**Seitenauszug**
Von Armen für Arme produziert: Bidis

Allgegenwärtig und viel günstiger als normale Zigaretten gehören Bidis zum Straßenbild Indiens, Bangladeschs und einiger anderer Länder. Produziert werden diese “Arme-Leute-Zigaretten” von den Ärmsten der Armen.


“Stechender Gestank füllt die Luft…Hunderte zarter Hände arbeiten sorgfältig auf dem Boden einer Fabriketage….Viele Kinder zwischen 6 Monaten und vier Jahren schlafen unbeachtet auf dem Boden.”1

Bidis sind dünne, handgerollte Zigaretten  aus zerkleinertem Tabak in einem Tendu-Blatt2. Damit die (armen) Konsument_innen das Produkt weiterhin abnehmen und die Hersteller_innen Profite machen, steigt der Druck, die Produktionskosten niedrig zu halten. Das hat fatale Auswirkungen auf die Arbeitsbedingungen. Gesundheitsgefahren, fehlende Absicherung, lange pausenlose Arbeitszeiten, Kinderarbeit, niedrige Bezahlung.

In Indien sind offiziell 4.5 Millionen Menschen3 in der Bidi-Industrie beschäftigt.4 In Bangladesch gibt es laut Tobacco Industry Watch Bangladesch 117 Bidifabriken und 65.000 Beschäftige, es kursieren jedoch auch Zahlen von bis zu 2.5 Millionen Arbeiter_innen. Ein Großteil der Kinderarbeit Bangladeschs und Indiens findet in dieser Industrie statt. Die Produktionsbedingungen in Bangladesch und Indien ähneln sich sehr und insofern nicht anders angemerkt gelten Beschreibungen für beide Länder.

**Aufgaben**
[A] Schreib aus dem Text über Bidis einen Abschnitt wortgetreu ab. Beginne bei den Worten "In Indien sind" und hör nach "für beide Länder." auf.
[B] Fasse im Text über Bidis den Absatz, der mit "Bidis sind dünne, handgerollte Zigaretten" beginnt, als kurze Stichpunktliste zusammen und behalte dabei seine wesentlichen Fakten bei.
[C] Setze den Text über Bidis nach seinem letzten Satz fort.

**Datenauszüge**
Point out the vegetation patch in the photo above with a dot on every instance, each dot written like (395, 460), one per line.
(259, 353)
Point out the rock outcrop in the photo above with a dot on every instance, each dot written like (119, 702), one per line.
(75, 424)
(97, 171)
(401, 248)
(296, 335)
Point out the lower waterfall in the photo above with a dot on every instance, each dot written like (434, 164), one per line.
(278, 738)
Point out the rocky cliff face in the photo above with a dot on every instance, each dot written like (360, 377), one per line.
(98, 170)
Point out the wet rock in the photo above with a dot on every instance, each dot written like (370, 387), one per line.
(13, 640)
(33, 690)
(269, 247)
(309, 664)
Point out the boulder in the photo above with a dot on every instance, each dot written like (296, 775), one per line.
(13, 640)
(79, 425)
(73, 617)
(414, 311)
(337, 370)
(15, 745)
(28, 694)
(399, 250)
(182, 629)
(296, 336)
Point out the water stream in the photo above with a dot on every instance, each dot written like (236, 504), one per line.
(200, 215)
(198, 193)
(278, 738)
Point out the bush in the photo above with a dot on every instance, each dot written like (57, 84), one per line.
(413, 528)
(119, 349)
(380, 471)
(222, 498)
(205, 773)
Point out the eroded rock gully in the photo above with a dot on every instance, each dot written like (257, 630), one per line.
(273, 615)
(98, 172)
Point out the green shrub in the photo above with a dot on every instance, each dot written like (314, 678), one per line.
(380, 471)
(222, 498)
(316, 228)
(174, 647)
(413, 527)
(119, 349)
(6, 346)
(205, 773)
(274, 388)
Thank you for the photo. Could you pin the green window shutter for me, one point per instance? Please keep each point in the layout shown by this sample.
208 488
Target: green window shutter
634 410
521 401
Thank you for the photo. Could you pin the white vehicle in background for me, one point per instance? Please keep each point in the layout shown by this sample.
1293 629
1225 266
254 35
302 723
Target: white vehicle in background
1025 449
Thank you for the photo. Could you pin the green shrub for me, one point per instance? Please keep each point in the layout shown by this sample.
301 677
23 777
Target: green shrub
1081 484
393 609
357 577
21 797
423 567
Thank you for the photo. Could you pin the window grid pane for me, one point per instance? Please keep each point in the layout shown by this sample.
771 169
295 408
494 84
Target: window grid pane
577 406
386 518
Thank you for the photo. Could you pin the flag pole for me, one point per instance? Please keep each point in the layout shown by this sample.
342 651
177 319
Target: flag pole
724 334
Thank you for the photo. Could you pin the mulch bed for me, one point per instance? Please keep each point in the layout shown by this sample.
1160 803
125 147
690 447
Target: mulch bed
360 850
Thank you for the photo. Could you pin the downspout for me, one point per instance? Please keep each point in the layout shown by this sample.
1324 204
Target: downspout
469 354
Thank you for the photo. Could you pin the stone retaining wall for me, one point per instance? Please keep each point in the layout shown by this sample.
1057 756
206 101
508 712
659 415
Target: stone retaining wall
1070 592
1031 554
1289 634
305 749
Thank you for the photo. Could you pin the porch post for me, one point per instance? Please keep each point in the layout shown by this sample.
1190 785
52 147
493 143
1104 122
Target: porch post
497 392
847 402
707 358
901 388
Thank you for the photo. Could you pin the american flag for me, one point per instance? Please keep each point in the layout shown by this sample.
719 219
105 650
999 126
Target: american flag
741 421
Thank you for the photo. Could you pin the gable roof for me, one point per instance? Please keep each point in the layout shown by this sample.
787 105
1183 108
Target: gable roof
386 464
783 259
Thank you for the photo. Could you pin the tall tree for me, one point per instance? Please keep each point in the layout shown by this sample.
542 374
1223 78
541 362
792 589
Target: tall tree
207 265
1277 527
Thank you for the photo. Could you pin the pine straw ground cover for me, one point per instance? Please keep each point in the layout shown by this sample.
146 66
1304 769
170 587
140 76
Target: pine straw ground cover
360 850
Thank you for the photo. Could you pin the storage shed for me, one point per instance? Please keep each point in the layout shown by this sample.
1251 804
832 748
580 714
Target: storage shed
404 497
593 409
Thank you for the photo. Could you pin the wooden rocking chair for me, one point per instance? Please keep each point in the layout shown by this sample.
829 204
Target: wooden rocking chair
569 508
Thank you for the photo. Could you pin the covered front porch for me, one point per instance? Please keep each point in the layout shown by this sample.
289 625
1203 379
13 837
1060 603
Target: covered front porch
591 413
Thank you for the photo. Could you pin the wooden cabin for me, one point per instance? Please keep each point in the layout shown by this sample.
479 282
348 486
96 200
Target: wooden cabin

**Lösungen je Aufgabe**
[A]
In Indien sind offiziell 4.5 Millionen Menschen3 in der Bidi-Industrie beschäftigt.4 In Bangladesch gibt es laut Tobacco Industry Watch Bangladesch 117 Bidifabriken und 65.000 Beschäftige, es kursieren jedoch auch Zahlen von bis zu 2.5 Millionen Arbeiter_innen. Ein Großteil der Kinderarbeit Bangladeschs und Indiens findet in dieser Industrie statt. Die Produktionsbedingungen in Bangladesch und Indien ähneln sich sehr und insofern nicht anders angemerkt gelten Beschreibungen für beide Länder.

[B]
- Bidis: dünne, handgerollte Zigaretten aus zerkleinertem Tabak in einem Tendu-Blatt
- Damit arme Konsument_innen weiter kaufen und Hersteller_innen Gewinne machen, wächst der Druck, die Produktionskosten niedrig zu halten.
- Folgen für die Arbeitsbedingungen: Gesundheitsgefahren, fehlende Absicherung, lange Arbeitszeiten ohne Pausen, Kinderarbeit, niedrige Bezahlung

[C]
Arbeitsintensive Produktion

Die Produktion benötigt nicht viel Kapital, aber viel Handarbeit. Die Arbeiter_innen sind so günstig, die benötigten Materialien so wenige, dass der Einsatz von Maschinen sich nicht lohnt.5

Drei Kategorien von Arbeiter_innen sind bis zur fertigen Bidi beschäfigt. Zunächst Arbeiter_innen, die die Rohstoffe bereitstellen. Diejenigen also, die in den Wäldern Tendu-Blätter sammeln, sowie Tabakbauern und -bäuerinnen. Hier soll es jedoch um die Arbeitsbedingungen derjenigen gehen, die Bidis herstellen.

  1. Tabakblätter werden mit Hilfe eines Siebs oder maschinell zerkleinert, die Tabakflocken dann in der Sonne getrocknet. Dies geschieht meist in Fabriken. Die folgenden Schritte werden sowohl in Fabriken als auch in Heimarbeit durchgeführt:
  2. Arbeiter_innen schneiden Tendu-Blätter zu und entfernen dicke Blattadern, um gleichmäßige Bidis rollen zu können.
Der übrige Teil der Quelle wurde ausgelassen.